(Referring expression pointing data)

********************

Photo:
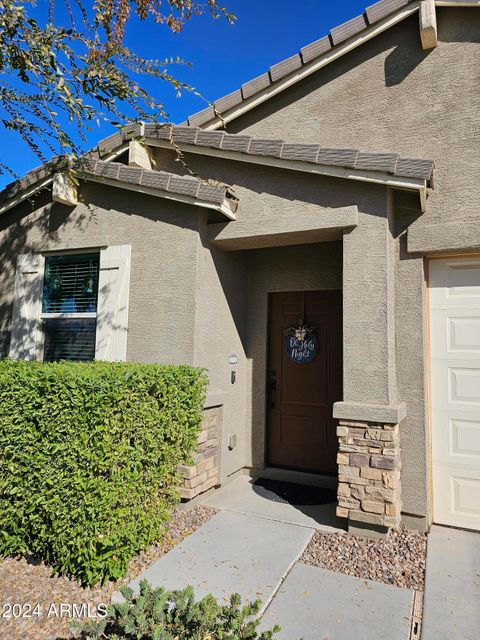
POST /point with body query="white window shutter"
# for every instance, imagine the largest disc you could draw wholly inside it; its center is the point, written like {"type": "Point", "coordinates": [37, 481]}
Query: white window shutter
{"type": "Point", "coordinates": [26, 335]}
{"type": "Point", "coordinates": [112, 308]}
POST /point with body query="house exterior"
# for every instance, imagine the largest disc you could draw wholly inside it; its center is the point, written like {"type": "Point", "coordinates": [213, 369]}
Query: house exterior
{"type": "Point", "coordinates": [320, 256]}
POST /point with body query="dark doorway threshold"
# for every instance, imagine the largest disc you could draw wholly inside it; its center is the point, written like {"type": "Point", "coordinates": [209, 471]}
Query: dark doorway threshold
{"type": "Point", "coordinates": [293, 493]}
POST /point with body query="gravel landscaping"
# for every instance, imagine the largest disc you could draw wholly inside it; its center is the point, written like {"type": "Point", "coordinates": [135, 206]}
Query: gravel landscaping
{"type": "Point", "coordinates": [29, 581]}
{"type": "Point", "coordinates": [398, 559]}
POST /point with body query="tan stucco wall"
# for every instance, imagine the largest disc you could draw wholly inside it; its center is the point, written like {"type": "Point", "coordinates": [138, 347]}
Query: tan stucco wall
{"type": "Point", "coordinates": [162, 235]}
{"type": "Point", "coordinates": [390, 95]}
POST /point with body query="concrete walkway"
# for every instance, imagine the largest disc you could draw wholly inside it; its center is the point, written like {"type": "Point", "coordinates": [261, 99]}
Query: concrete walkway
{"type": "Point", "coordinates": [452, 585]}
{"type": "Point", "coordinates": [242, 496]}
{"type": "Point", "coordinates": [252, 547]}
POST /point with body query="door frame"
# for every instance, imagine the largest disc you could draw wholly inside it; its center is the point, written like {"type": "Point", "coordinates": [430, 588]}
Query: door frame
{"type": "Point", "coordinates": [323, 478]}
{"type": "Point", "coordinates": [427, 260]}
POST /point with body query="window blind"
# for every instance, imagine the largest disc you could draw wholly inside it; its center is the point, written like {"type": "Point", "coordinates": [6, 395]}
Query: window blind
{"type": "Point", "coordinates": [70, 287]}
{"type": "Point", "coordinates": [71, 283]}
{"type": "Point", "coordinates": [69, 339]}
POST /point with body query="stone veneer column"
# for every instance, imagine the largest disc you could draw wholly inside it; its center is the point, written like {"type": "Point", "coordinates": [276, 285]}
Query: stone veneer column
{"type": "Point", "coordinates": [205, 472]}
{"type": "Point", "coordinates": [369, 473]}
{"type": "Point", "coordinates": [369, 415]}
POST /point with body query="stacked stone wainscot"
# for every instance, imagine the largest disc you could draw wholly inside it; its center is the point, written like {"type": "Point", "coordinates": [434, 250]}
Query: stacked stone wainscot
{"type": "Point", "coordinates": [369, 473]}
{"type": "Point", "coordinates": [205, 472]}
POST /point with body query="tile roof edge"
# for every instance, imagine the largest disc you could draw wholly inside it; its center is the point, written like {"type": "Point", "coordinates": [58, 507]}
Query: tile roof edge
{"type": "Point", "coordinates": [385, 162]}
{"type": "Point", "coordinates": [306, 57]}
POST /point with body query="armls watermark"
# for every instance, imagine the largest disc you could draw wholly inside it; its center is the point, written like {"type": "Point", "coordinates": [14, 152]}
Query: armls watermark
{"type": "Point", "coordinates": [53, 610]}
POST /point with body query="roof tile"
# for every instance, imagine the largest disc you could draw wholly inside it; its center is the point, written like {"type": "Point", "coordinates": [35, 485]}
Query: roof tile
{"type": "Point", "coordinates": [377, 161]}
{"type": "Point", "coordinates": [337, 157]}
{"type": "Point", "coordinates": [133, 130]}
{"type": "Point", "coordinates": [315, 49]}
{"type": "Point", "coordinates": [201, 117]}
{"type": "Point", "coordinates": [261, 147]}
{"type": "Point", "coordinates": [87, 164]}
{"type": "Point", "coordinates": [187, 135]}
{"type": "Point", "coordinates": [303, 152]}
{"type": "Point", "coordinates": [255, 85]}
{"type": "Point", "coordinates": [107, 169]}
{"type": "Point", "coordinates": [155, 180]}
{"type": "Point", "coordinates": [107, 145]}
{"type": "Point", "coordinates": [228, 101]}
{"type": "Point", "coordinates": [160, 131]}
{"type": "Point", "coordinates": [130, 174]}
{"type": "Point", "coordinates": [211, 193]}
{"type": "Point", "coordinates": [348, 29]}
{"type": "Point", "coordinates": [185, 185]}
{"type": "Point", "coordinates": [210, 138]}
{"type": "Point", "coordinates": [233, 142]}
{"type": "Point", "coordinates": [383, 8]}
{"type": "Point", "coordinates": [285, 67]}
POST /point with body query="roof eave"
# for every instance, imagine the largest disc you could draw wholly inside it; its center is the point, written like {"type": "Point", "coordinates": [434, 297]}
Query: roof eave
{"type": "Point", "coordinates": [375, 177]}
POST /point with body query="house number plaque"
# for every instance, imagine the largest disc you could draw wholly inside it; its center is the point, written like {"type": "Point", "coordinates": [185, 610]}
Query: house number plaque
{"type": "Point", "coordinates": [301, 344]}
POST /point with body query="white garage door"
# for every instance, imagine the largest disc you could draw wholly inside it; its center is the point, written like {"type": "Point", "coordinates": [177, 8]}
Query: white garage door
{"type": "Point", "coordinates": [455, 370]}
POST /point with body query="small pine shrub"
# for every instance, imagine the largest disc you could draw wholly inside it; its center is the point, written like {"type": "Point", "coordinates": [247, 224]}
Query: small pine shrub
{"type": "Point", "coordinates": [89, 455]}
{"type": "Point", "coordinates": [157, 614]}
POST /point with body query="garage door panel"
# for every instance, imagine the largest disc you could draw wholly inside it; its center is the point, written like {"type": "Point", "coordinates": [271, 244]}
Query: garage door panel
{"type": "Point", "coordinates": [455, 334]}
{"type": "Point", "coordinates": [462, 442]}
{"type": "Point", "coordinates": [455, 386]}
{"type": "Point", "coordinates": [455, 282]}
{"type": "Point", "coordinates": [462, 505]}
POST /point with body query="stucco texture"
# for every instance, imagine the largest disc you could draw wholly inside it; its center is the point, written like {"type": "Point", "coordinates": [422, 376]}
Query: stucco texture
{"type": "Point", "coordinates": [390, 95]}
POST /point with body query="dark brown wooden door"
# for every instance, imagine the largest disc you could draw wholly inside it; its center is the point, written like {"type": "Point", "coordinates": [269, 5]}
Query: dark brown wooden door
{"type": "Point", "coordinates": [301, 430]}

********************

Each entry above should be printed exactly, and any picture in it left out.

## Response to this task
Photo:
POST /point with body query="white window shutter"
# for every instance, imagine the largest disc you could draw wholly inside it; its center is the point, written like {"type": "Point", "coordinates": [37, 481]}
Query: white window shutter
{"type": "Point", "coordinates": [26, 335]}
{"type": "Point", "coordinates": [112, 308]}
POST /point with body query="house exterior"
# for every instance, imagine the largest disc you could draw wholly inside it; its center is the point, written like {"type": "Point", "coordinates": [213, 369]}
Query: house exterior
{"type": "Point", "coordinates": [320, 256]}
POST /point with body query="dark doorway threshold"
# for every instance, imagine the largest disc you could draw wholly inside it; its center is the point, written like {"type": "Point", "coordinates": [209, 471]}
Query: dark doorway threshold
{"type": "Point", "coordinates": [293, 493]}
POST /point with body query="gravel landscaping"
# for every instance, imagine the largest disc you could draw wholly inside it; its center is the point, written like {"type": "Point", "coordinates": [135, 206]}
Query: gravel landscaping
{"type": "Point", "coordinates": [29, 581]}
{"type": "Point", "coordinates": [398, 559]}
POST /point with body query="tan stucco wall"
# for every instance, imagine the largest disc you could draw wholly inside it; its center is the point, written like {"type": "Point", "coordinates": [138, 347]}
Query: tan stucco wall
{"type": "Point", "coordinates": [162, 235]}
{"type": "Point", "coordinates": [390, 95]}
POST /point with body query="concrete walkway"
# for every instance, imagine the largest disc you could draw wholly inside it; its center is the point, written like {"type": "Point", "coordinates": [261, 99]}
Query: concrete walkway
{"type": "Point", "coordinates": [452, 585]}
{"type": "Point", "coordinates": [242, 496]}
{"type": "Point", "coordinates": [252, 547]}
POST /point with body query="door frame"
# for every instance, imagine the largest disc you could draw wholly inside it; its center is the point, written like {"type": "Point", "coordinates": [430, 588]}
Query: door frame
{"type": "Point", "coordinates": [323, 478]}
{"type": "Point", "coordinates": [427, 260]}
POST /point with body query="window blind"
# for every instance, imagine the largest disc you could draw wholly inside it; its center is the point, written like {"type": "Point", "coordinates": [6, 395]}
Query: window blind
{"type": "Point", "coordinates": [70, 287]}
{"type": "Point", "coordinates": [71, 283]}
{"type": "Point", "coordinates": [69, 339]}
POST /point with body query="stone veneer column"
# for every instance, imagine the largest disc you could draw wholly inside it; its center is the point, written like {"type": "Point", "coordinates": [276, 285]}
Query: stone veneer column
{"type": "Point", "coordinates": [205, 472]}
{"type": "Point", "coordinates": [369, 473]}
{"type": "Point", "coordinates": [369, 415]}
POST /point with body query="stacked stone wainscot"
# for every instance, imagine the largest disc you could draw wholly inside it; its center is the point, written like {"type": "Point", "coordinates": [434, 250]}
Query: stacked stone wainscot
{"type": "Point", "coordinates": [369, 473]}
{"type": "Point", "coordinates": [205, 472]}
POST /point with body query="tile roof edge"
# for every instance, imagine the largest disc you could draw wholly inside it; its center is the point, written like {"type": "Point", "coordinates": [58, 507]}
Query: tile roof edge
{"type": "Point", "coordinates": [385, 162]}
{"type": "Point", "coordinates": [306, 57]}
POST /point with body query="armls watermark"
# for every instance, imagine the largest disc you could draw wholly inside it; its center is the point, written like {"type": "Point", "coordinates": [14, 152]}
Query: armls watermark
{"type": "Point", "coordinates": [53, 610]}
POST /point with body query="roof tile"
# for every instance, imagine the largest disc you could draw wholly inside it; its center is the point, written like {"type": "Point", "coordinates": [35, 485]}
Query: roof tile
{"type": "Point", "coordinates": [377, 161]}
{"type": "Point", "coordinates": [337, 157]}
{"type": "Point", "coordinates": [133, 130]}
{"type": "Point", "coordinates": [315, 49]}
{"type": "Point", "coordinates": [201, 117]}
{"type": "Point", "coordinates": [261, 147]}
{"type": "Point", "coordinates": [87, 164]}
{"type": "Point", "coordinates": [187, 135]}
{"type": "Point", "coordinates": [303, 152]}
{"type": "Point", "coordinates": [255, 85]}
{"type": "Point", "coordinates": [107, 169]}
{"type": "Point", "coordinates": [155, 180]}
{"type": "Point", "coordinates": [107, 145]}
{"type": "Point", "coordinates": [228, 101]}
{"type": "Point", "coordinates": [160, 131]}
{"type": "Point", "coordinates": [130, 174]}
{"type": "Point", "coordinates": [211, 193]}
{"type": "Point", "coordinates": [348, 29]}
{"type": "Point", "coordinates": [185, 185]}
{"type": "Point", "coordinates": [210, 138]}
{"type": "Point", "coordinates": [233, 142]}
{"type": "Point", "coordinates": [383, 8]}
{"type": "Point", "coordinates": [285, 67]}
POST /point with body query="roof eave"
# for every instance, imagine the largest disc you could draw wholly inside it; its center is the point, written like {"type": "Point", "coordinates": [434, 297]}
Query: roof eave
{"type": "Point", "coordinates": [375, 177]}
POST /point with body query="house number plaque"
# for every instance, imagine the largest disc you could draw wholly inside it; its center is the point, written like {"type": "Point", "coordinates": [185, 610]}
Query: house number plaque
{"type": "Point", "coordinates": [301, 344]}
POST /point with body query="white garage door"
# for every instance, imagine the largest disc you could draw wholly inside it; its center is the point, written like {"type": "Point", "coordinates": [177, 8]}
Query: white garage door
{"type": "Point", "coordinates": [455, 370]}
POST /point with body query="small pine shrub"
# for every instance, imagine the largest disc you could draw wholly inside it; its center is the point, written like {"type": "Point", "coordinates": [247, 224]}
Query: small pine shrub
{"type": "Point", "coordinates": [89, 455]}
{"type": "Point", "coordinates": [157, 614]}
POST /point with body query="garage door panel"
# for every instance, imagine the largest disc you could draw wholly inside it; its center is the point, written like {"type": "Point", "coordinates": [271, 244]}
Query: garage door panel
{"type": "Point", "coordinates": [455, 334]}
{"type": "Point", "coordinates": [462, 442]}
{"type": "Point", "coordinates": [455, 386]}
{"type": "Point", "coordinates": [455, 282]}
{"type": "Point", "coordinates": [462, 505]}
POST /point with body query="stucco texture"
# for every instance, imagine the largest disc you could draw wholly inside it; its center is the point, written like {"type": "Point", "coordinates": [422, 376]}
Query: stucco texture
{"type": "Point", "coordinates": [390, 95]}
POST /point with body query="dark brown wooden door"
# for every instance, imagine the largest disc you could draw wholly inside it; its center is the point, written like {"type": "Point", "coordinates": [269, 5]}
Query: dark brown wooden door
{"type": "Point", "coordinates": [301, 430]}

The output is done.